§ **PROBLEMS AND TASKS**:
#1 In two sentences, summarize the forum thread on contractor pricing.
#2 Retype the part of the forum thread on contractor pricing starting at "## Gough (May" and ending at "of my office.".

You guys are over thinking this.
Sir or Maam who do you work for?
Lets call them and tell them you will work from now on for 1/2 or what was that figure you were qouting me?
The retirement plan? Nah....


----------



## Mike Finley (Apr 28, 2004)

IanS said:


> You guys are over thinking this.
> Sir or Maam who do you work for?
> Lets call them and tell them you will work from now on for 1/2 or what was that figure you were qouting me?
> The retirement plan? Nah....


There you go, take it one step further -

Yep, you're right in this economy there are lots of people out of work, what's your bosses number? Lets call him up and tell him the same thing and that maybe he should cut your salary in half cause there are plenty of people in this economy who are out of work. :w00t:


----------



## Gough (May 1, 2010)

InsideandOut said:


> "Thank you for your time, based on what you want to pay, and the way that I run my successful business, I cannot compromise what I do in order to have you as a client."


Thanks, I&O, that one's going up on the wall of my office.


----------



## TNTRenovate (Aug 19, 2010)

480sparky said:


> 1
> Shop the competition. Always get at least three estimates on any home repair or renovation job. This serves two purposes. First, you are doing your homework - you will be able to see the price range of what it costs to have the home repair done. Second, you can use this information to motivate contractors to lower their price. Let the contractors know that you are shopping around! Motivated contractors will want your business and are willing to negotiate.
> 
> Good contractors are busy enough they don't need to work cheap.
> ...


You should post this on the ehow article response. This is spot on.


----------



## AmeliaP (Apr 22, 2007)

> Adopt the proper tone when negotiating. Tell the contractor what you need, then stop talking. If a contractor wants $10,000 for a job, and your budget is $8,000, give him that information. He who talks money first loses. Let the contractor be the one to lower his price, rather than you raising your budget.




Lower the price? Is that what we are supposed to do!!?? 

I always ask them what part of the project they would like to cut out to meet their budget!! :whistling


----------



## Irishslave (Jun 20, 2010)

Fast, Good, Cheap. You can pick any 2. I think that came from the movie "The Money Pit". So true


----------



## inmo (Feb 27, 2010)

I am starting to believe that contracting is no longer profitable. The market has become so saturated with discount contractors that I feel it has destroyed an entire industry. For every one responsible contractor there must be a hundred behind his back doing the work for next to nothing. Profit and overhead! Whats that? Large outfits might be able to weather the storm but imo I think the writing is on the wall.

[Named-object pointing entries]
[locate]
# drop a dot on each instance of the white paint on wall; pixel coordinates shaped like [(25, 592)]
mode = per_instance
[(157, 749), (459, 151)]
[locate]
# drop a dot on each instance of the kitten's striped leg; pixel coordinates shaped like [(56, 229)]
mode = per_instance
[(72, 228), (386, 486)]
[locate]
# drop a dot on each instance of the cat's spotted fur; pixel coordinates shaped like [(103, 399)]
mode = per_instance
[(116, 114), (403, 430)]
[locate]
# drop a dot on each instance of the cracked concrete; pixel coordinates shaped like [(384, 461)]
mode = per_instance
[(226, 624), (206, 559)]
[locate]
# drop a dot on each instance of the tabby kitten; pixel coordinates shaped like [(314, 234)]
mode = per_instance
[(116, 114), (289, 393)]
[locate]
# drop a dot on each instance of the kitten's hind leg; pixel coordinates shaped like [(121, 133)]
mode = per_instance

--

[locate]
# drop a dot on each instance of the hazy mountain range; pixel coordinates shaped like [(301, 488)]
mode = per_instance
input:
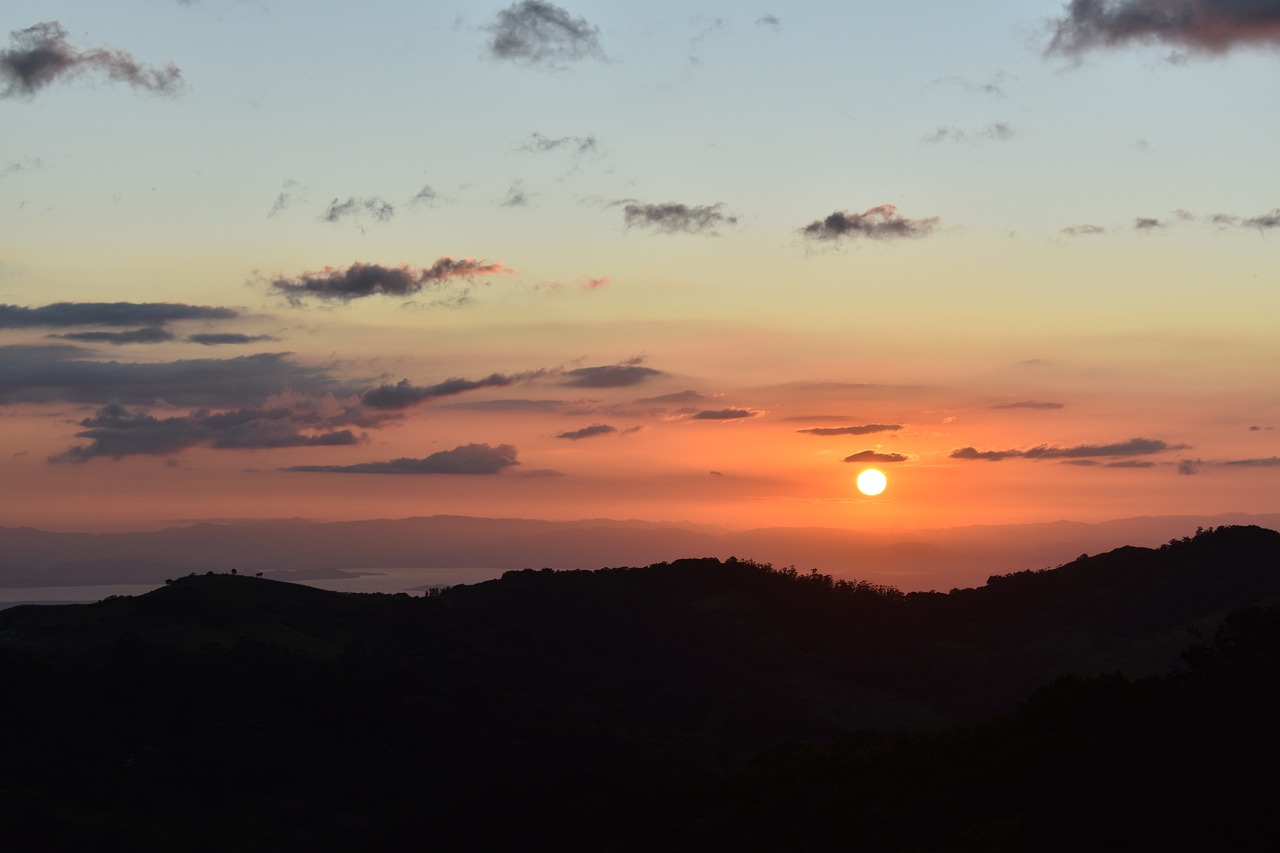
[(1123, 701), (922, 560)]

§ **EXERCISE RESPONSES**:
#1 Forum members mock advice urging homeowners to push contractors into lowering their prices, likening it to calling someone's boss to have their salary cut in half. Others reply that good contractors are busy enough not to work cheap and praise turning away clients who won't pay enough, while one member says discount contractors have so saturated the market that contracting no longer seems profitable.

#2
## Gough (May 1, 2010)

InsideandOut said:


> "Thank you for your time, based on what you want to pay, and the way that I run my successful business, I cannot compromise what I do in order to have you as a client."


Thanks, I&O, that one's going up on the wall of my office.